**WHAT THE EXERCISE ASKS**
From the entries, copy out each line that contains the string "mask". Case counts.

— Start of DATA TO USE —

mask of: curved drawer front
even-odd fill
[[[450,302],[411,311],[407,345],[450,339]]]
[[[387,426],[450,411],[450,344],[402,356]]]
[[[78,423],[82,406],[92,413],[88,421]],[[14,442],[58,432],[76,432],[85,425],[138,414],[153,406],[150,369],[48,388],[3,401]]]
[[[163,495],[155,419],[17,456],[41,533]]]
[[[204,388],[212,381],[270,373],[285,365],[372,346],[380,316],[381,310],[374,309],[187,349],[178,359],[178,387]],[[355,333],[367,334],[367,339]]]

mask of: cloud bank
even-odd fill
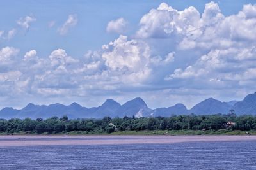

— End of DATA TO USE —

**WORKED ANSWER**
mask of: curved drawer front
mask of: cloud bank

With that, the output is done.